WORK TO BE COMPLETED:
In the listing below, find each line that holds the string "pixel" and copy it.

SOURCE DATA:
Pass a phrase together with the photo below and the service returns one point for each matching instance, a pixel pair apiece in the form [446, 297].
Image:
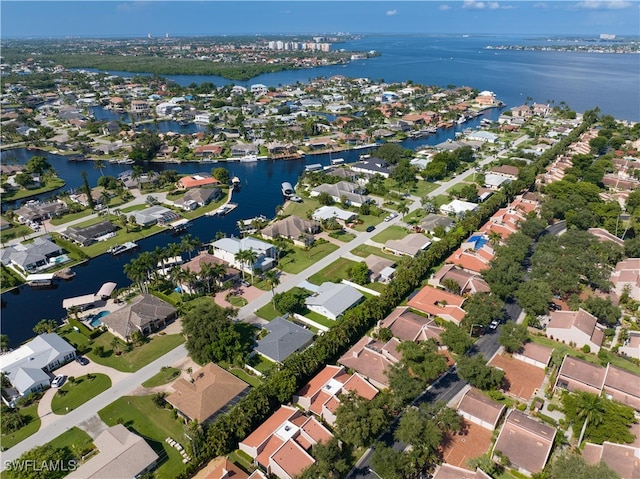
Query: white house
[227, 249]
[333, 299]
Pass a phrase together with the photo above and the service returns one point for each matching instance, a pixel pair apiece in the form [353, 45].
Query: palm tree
[273, 278]
[591, 409]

SOLVED PROBLEM:
Pass a phrase together with the photo below and the service returns one point for each matching instance, a pixel pair apiece in the form [446, 297].
Pass a phrase together with the photo above and the service returns one point for each matching instance, a pixel pair apiece in the form [353, 45].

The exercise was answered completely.